### What to produce
Copy the records below, from the line containing "Can you find the orange juice?" through the last line; leave out pictures.

◇ ◇ ◇ ◇ ◇ ◇ ◇

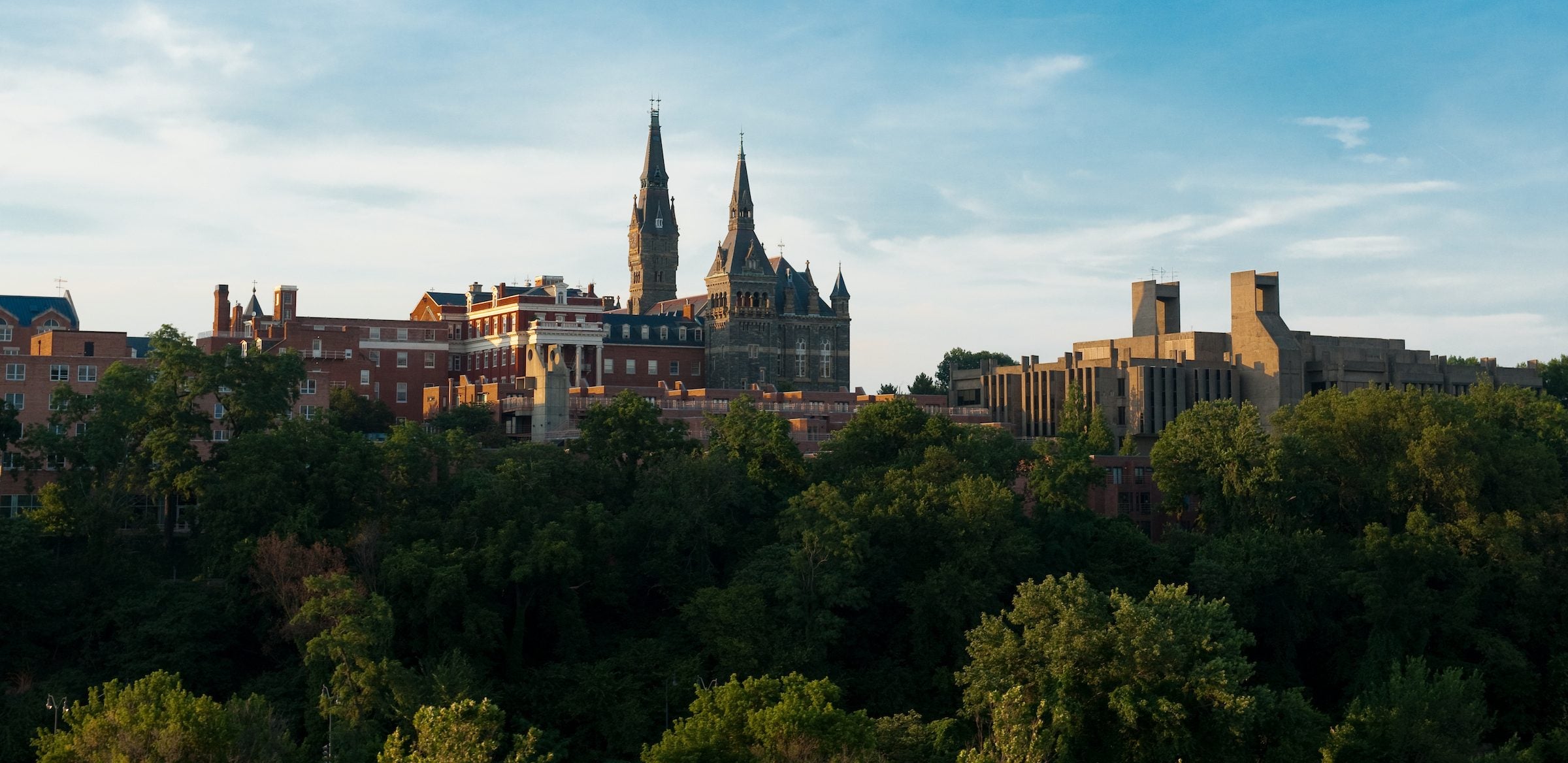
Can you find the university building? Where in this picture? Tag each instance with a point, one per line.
(43, 347)
(1147, 380)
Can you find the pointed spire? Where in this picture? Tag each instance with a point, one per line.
(655, 174)
(840, 290)
(741, 207)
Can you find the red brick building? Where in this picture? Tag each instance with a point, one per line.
(35, 364)
(1130, 493)
(378, 359)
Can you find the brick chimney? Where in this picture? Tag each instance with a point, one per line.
(220, 309)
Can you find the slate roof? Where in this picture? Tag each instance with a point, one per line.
(797, 282)
(27, 309)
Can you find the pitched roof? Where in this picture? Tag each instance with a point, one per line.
(840, 290)
(27, 309)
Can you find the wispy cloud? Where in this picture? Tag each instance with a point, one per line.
(1345, 129)
(1041, 69)
(1368, 246)
(182, 46)
(1286, 210)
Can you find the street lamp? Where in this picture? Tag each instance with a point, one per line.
(331, 699)
(56, 706)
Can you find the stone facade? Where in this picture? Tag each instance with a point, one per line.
(1145, 382)
(764, 320)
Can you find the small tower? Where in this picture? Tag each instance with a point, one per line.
(841, 297)
(653, 237)
(742, 297)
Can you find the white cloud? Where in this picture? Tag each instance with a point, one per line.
(184, 46)
(1036, 71)
(1373, 246)
(1286, 210)
(1346, 129)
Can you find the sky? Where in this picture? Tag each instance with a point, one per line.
(992, 179)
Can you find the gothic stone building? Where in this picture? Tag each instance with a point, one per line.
(764, 320)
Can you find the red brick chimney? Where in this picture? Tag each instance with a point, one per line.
(220, 308)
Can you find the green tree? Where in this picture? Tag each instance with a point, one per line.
(761, 441)
(1416, 715)
(1554, 376)
(960, 359)
(1073, 674)
(155, 720)
(769, 721)
(924, 384)
(1219, 453)
(461, 732)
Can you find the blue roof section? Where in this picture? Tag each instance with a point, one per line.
(29, 308)
(615, 321)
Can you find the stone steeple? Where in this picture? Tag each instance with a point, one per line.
(653, 235)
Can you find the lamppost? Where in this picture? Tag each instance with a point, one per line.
(331, 699)
(56, 706)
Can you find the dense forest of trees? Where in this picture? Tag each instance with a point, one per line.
(1377, 577)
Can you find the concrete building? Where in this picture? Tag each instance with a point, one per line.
(1147, 380)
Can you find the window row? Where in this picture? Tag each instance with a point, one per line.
(59, 372)
(653, 367)
(664, 333)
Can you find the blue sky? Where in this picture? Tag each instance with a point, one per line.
(988, 178)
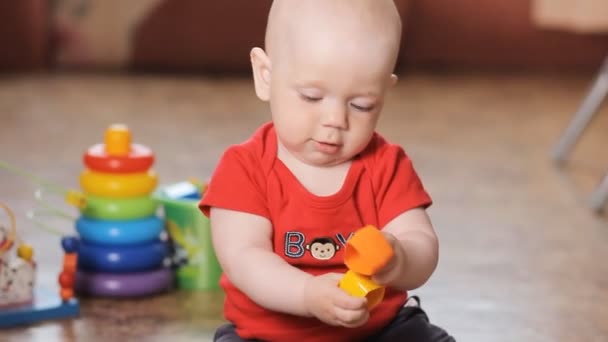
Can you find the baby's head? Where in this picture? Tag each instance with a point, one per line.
(325, 71)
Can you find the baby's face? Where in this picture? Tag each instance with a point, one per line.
(328, 75)
(325, 104)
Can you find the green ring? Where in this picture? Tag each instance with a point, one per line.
(102, 208)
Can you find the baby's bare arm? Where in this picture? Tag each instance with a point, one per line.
(243, 244)
(416, 250)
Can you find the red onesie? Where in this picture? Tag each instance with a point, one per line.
(310, 231)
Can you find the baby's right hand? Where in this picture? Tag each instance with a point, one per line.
(330, 304)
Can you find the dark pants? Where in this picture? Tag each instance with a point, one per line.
(411, 324)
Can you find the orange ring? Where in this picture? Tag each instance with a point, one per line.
(140, 159)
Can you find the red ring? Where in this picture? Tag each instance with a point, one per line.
(140, 159)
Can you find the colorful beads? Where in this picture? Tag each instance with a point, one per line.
(25, 252)
(70, 262)
(70, 244)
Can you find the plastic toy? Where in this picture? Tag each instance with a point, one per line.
(119, 209)
(124, 285)
(118, 225)
(122, 259)
(365, 253)
(120, 253)
(118, 185)
(17, 276)
(67, 277)
(198, 267)
(20, 301)
(118, 154)
(119, 233)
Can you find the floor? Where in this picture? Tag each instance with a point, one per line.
(522, 256)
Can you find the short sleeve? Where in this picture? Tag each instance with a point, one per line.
(397, 185)
(236, 184)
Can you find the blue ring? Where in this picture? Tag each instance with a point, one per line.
(119, 233)
(122, 259)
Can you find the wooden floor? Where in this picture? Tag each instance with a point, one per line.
(522, 256)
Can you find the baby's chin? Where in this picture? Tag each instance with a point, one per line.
(321, 160)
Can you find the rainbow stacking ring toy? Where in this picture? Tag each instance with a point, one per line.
(118, 185)
(119, 208)
(121, 253)
(139, 159)
(121, 259)
(124, 285)
(119, 233)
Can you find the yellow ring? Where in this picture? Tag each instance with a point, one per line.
(118, 185)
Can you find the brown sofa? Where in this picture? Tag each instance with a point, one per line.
(216, 36)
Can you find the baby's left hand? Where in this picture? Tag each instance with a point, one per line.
(391, 271)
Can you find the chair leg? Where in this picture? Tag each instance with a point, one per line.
(600, 195)
(584, 115)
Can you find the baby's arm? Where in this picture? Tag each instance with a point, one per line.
(416, 251)
(243, 244)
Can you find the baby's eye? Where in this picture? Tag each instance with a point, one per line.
(309, 98)
(362, 108)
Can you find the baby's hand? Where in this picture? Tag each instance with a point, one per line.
(330, 304)
(391, 271)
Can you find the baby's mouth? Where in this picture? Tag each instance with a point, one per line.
(327, 147)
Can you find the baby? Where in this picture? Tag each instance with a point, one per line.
(314, 175)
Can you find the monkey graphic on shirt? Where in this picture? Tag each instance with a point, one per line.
(323, 248)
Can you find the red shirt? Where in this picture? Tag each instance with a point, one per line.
(380, 185)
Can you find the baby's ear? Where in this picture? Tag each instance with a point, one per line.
(394, 79)
(260, 64)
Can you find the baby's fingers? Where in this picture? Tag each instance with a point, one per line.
(345, 301)
(351, 318)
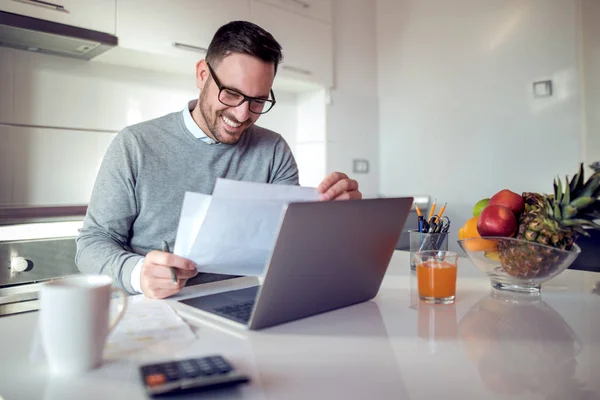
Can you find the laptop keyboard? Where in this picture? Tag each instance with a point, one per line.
(239, 312)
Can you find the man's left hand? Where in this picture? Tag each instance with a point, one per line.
(337, 186)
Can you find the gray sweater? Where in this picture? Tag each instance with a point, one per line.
(139, 190)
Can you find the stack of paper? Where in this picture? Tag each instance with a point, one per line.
(233, 231)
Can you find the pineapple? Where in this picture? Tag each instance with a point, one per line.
(553, 220)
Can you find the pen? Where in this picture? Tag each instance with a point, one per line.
(419, 219)
(432, 209)
(441, 212)
(165, 248)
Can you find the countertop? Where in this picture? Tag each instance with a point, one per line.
(487, 345)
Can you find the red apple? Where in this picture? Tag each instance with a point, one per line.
(510, 200)
(497, 220)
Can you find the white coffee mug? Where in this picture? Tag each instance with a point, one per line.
(74, 315)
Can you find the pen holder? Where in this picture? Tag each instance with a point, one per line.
(424, 242)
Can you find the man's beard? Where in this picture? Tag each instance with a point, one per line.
(212, 120)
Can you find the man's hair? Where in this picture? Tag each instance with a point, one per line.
(246, 38)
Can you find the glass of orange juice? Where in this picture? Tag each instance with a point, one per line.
(436, 276)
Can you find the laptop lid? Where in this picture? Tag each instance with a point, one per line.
(328, 255)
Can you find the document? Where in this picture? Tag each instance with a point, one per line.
(234, 230)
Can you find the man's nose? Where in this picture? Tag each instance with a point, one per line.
(242, 112)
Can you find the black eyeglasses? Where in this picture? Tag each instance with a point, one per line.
(233, 98)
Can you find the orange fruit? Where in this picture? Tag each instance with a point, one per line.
(469, 231)
(470, 228)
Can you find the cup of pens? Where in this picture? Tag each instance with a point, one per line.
(431, 234)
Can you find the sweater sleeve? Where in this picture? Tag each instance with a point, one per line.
(102, 244)
(285, 169)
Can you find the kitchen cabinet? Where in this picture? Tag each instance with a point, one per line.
(307, 43)
(182, 28)
(98, 15)
(54, 167)
(6, 166)
(7, 88)
(317, 9)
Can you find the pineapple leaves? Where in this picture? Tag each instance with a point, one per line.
(577, 181)
(558, 190)
(592, 186)
(567, 195)
(582, 202)
(557, 215)
(578, 223)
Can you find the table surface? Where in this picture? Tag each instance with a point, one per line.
(488, 345)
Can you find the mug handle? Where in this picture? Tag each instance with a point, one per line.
(122, 308)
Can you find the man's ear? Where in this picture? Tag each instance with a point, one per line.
(202, 74)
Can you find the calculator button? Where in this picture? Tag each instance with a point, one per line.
(155, 380)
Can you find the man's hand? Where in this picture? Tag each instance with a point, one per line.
(155, 278)
(337, 186)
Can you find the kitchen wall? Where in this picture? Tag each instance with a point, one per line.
(458, 119)
(58, 115)
(590, 14)
(353, 112)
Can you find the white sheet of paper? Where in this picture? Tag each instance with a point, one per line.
(234, 231)
(237, 236)
(194, 209)
(252, 190)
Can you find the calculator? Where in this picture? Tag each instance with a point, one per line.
(192, 374)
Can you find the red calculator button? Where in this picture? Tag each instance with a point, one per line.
(155, 379)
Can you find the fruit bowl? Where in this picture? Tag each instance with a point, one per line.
(517, 265)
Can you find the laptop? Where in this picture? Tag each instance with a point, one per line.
(327, 255)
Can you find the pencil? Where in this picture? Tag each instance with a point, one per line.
(165, 248)
(432, 209)
(441, 212)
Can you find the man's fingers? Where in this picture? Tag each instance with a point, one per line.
(161, 293)
(341, 188)
(164, 258)
(330, 180)
(163, 272)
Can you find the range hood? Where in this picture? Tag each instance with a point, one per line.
(27, 33)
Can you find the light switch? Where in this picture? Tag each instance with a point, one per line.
(360, 166)
(542, 89)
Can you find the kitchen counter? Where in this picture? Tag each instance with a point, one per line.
(485, 346)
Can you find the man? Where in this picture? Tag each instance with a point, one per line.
(139, 190)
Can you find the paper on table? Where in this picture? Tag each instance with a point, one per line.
(233, 232)
(145, 324)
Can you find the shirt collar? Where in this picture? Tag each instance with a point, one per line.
(192, 126)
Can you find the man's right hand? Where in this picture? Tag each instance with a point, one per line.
(155, 279)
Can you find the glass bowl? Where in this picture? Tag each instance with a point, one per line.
(517, 265)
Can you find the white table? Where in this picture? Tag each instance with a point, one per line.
(394, 347)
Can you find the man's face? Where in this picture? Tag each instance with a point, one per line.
(243, 73)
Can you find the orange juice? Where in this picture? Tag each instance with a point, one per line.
(436, 279)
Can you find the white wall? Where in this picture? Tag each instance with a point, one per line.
(591, 82)
(58, 115)
(352, 116)
(457, 116)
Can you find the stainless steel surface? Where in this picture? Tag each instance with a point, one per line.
(19, 307)
(28, 33)
(26, 215)
(47, 259)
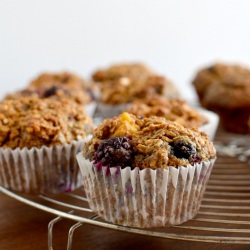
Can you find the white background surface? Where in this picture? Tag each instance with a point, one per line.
(174, 37)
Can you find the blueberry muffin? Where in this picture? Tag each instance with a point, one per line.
(60, 86)
(146, 172)
(174, 110)
(121, 84)
(225, 89)
(39, 139)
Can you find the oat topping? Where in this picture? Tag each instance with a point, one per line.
(174, 110)
(154, 141)
(124, 83)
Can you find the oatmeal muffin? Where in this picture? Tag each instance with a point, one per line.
(60, 86)
(152, 172)
(124, 83)
(54, 92)
(225, 89)
(174, 110)
(39, 139)
(133, 71)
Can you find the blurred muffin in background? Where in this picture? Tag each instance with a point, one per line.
(39, 139)
(225, 89)
(121, 84)
(60, 86)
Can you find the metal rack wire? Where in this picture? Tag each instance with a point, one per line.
(224, 216)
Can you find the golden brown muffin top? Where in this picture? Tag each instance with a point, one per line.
(223, 85)
(151, 142)
(125, 83)
(174, 110)
(65, 79)
(33, 122)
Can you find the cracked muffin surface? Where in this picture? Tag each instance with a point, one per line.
(150, 142)
(225, 89)
(123, 83)
(174, 110)
(33, 122)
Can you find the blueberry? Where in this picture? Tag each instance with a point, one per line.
(183, 149)
(115, 151)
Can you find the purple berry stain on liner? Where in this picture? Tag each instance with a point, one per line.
(128, 188)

◇ ◇ ◇ ◇ ◇ ◇ ◇

### Output below
Can you find the orange juice? Where in this picture? Tag each instance with a point, one per line.
(436, 279)
Can you find the white wall? Where in this picture? Tag each instance with a point, one per line.
(591, 82)
(58, 115)
(352, 116)
(457, 116)
Can you find the stainless steel surface? Where in this picture? Tag each instance with a point, one per line.
(19, 307)
(28, 33)
(26, 215)
(47, 259)
Can you find the white background surface? Where in this picture? Tag each instance with a point, one per line.
(174, 37)
Can you find the blueberry muffin? Where in this picture? Tag each instance with a point, one per line.
(60, 86)
(146, 172)
(174, 110)
(121, 84)
(225, 89)
(39, 139)
Can you find the oat topping? Where in this picture? Tag each instance with a point, one per line.
(174, 110)
(154, 141)
(124, 83)
Can you find the oatmeal muffin? Where in this picture? Tag each instance with a point, one per line.
(60, 86)
(152, 172)
(124, 83)
(54, 92)
(225, 89)
(174, 110)
(39, 139)
(133, 71)
Can you find the blurred muffin in background? Where in this picture? Tag each instance with a point, one per line.
(39, 139)
(225, 89)
(121, 84)
(60, 86)
Can you find the metal rack wire? Where in this picture? Tag each instance with a point, one per line.
(224, 216)
Can you find the golden brown muffin top? Where in this picture? Tag each instance with a point, one per line.
(223, 85)
(151, 142)
(125, 83)
(174, 110)
(65, 79)
(33, 122)
Can you find the cracked muffin surface? Where in this picture? Tag each instance with a point, one per line.
(150, 142)
(225, 89)
(123, 83)
(174, 110)
(33, 122)
Can you find the blueberry? Where in this picture? Tag each instance with a point, one per line.
(183, 149)
(115, 151)
Can you find the purple berry stain on liner? Where in this picture? Tag each instance with a point, one per line.
(128, 188)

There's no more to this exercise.